● **OBJECTIVE**
Count the lines in the rows below that contain the string "seat", treating uppercase and lowercase as different. Give only the number.

● **Bounding box annotation rows**
____

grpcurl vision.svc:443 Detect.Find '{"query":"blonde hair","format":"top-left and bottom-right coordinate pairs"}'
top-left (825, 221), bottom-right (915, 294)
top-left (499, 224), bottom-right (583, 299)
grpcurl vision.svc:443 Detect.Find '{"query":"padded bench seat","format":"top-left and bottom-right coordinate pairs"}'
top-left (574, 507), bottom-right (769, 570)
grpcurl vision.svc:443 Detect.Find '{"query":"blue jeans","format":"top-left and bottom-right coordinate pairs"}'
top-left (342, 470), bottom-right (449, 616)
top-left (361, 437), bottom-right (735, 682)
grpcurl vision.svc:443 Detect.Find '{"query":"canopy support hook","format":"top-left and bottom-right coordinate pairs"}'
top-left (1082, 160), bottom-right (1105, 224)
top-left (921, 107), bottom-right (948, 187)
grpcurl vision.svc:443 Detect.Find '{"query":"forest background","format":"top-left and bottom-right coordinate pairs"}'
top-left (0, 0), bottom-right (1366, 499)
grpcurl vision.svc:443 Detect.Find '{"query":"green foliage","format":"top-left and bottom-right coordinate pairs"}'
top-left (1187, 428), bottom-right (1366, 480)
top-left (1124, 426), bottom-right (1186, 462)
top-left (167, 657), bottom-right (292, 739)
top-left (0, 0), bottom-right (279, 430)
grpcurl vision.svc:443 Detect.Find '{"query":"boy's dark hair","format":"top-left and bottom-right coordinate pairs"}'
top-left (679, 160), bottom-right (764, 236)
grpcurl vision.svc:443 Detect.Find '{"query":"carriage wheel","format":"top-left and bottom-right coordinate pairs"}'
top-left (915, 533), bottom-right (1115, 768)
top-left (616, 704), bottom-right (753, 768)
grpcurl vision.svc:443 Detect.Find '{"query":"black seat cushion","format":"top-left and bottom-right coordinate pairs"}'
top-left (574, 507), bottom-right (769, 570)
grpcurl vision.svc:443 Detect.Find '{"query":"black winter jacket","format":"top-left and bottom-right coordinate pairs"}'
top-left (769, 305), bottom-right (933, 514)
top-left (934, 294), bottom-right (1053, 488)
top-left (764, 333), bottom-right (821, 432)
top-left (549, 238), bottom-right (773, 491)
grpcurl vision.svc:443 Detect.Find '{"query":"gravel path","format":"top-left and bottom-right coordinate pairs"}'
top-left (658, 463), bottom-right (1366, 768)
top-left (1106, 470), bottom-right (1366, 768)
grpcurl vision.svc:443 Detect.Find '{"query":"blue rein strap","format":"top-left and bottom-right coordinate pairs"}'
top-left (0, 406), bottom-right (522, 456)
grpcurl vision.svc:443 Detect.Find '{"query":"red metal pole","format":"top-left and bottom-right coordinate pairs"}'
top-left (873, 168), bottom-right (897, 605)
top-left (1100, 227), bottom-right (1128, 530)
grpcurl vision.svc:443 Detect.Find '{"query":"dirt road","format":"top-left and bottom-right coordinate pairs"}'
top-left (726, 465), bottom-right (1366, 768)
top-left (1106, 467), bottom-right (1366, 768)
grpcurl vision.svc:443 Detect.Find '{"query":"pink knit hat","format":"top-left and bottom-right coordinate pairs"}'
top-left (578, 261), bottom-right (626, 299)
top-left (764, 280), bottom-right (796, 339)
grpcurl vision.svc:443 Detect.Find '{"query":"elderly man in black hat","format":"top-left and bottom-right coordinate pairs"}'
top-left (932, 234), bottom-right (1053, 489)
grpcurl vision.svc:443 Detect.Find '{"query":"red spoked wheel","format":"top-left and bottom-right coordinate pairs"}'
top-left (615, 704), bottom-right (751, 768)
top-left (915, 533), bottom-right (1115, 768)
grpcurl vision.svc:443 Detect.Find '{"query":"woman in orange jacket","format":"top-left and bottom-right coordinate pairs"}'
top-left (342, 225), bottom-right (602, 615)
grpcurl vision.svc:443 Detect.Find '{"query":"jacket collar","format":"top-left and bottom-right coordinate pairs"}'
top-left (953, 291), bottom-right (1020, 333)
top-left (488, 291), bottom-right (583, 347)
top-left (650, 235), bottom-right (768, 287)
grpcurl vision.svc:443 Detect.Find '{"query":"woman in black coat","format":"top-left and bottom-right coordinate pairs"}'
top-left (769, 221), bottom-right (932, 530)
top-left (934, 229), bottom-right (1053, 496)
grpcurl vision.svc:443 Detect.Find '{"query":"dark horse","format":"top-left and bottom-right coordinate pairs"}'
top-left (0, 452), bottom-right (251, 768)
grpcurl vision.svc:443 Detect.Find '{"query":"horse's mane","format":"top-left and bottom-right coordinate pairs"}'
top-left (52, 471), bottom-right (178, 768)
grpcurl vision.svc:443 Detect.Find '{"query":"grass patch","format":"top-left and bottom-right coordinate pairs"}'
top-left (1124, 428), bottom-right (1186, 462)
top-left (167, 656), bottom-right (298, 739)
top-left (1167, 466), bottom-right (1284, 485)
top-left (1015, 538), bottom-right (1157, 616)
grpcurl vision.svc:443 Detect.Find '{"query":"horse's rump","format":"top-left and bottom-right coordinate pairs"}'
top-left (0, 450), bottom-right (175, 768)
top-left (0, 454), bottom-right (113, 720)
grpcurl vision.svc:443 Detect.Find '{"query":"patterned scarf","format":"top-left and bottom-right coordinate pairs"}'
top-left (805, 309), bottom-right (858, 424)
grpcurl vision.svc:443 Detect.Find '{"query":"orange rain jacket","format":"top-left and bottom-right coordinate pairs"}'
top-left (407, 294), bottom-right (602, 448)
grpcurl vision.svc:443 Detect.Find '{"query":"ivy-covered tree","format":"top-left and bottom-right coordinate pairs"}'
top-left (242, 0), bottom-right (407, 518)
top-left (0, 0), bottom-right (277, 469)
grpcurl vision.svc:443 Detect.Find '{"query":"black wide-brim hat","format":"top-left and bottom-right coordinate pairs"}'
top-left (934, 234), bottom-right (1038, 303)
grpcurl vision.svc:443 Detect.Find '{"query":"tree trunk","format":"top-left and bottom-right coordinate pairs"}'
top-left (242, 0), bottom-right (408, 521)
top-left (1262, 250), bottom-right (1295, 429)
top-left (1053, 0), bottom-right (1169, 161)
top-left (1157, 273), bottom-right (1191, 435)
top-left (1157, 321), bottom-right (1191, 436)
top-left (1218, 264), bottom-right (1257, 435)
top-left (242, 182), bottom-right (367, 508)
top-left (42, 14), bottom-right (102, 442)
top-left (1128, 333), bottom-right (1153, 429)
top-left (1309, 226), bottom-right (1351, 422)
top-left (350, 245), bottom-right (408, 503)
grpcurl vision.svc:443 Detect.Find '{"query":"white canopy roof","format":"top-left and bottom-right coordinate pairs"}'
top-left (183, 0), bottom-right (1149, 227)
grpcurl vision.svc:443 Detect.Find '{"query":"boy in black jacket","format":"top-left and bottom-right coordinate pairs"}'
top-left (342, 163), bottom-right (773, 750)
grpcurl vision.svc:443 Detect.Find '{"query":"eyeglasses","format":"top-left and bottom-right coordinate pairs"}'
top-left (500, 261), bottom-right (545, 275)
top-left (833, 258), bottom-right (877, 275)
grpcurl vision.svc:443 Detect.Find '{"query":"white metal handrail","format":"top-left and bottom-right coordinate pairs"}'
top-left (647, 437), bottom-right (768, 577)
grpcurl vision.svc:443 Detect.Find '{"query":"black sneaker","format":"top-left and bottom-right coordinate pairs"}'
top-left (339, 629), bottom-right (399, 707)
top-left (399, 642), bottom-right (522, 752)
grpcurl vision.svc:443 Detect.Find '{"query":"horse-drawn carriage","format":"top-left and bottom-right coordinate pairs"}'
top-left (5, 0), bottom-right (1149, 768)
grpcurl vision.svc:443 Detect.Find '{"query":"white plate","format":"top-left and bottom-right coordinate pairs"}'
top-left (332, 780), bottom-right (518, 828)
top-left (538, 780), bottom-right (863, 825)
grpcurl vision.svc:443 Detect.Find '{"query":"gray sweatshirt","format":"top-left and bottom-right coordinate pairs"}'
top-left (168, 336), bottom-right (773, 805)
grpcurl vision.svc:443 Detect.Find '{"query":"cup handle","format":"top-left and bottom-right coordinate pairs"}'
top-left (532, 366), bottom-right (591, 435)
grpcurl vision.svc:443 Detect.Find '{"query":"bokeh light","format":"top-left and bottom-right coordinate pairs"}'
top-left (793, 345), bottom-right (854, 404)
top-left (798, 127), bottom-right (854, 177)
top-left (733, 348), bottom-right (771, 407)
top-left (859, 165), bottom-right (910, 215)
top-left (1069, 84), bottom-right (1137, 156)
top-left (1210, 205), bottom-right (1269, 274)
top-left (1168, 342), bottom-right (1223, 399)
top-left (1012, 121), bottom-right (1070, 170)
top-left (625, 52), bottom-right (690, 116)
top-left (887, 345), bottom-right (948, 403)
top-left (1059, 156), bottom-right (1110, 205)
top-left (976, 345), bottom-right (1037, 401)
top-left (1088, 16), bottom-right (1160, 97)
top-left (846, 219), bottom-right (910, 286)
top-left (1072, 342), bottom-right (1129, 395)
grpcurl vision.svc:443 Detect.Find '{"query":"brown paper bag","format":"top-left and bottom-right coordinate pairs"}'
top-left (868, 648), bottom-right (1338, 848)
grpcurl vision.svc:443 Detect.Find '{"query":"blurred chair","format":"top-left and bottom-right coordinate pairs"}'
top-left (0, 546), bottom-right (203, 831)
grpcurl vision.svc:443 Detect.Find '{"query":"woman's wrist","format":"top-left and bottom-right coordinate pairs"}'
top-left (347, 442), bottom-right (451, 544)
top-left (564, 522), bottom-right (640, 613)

____

● **SOLVED EXERCISE**
2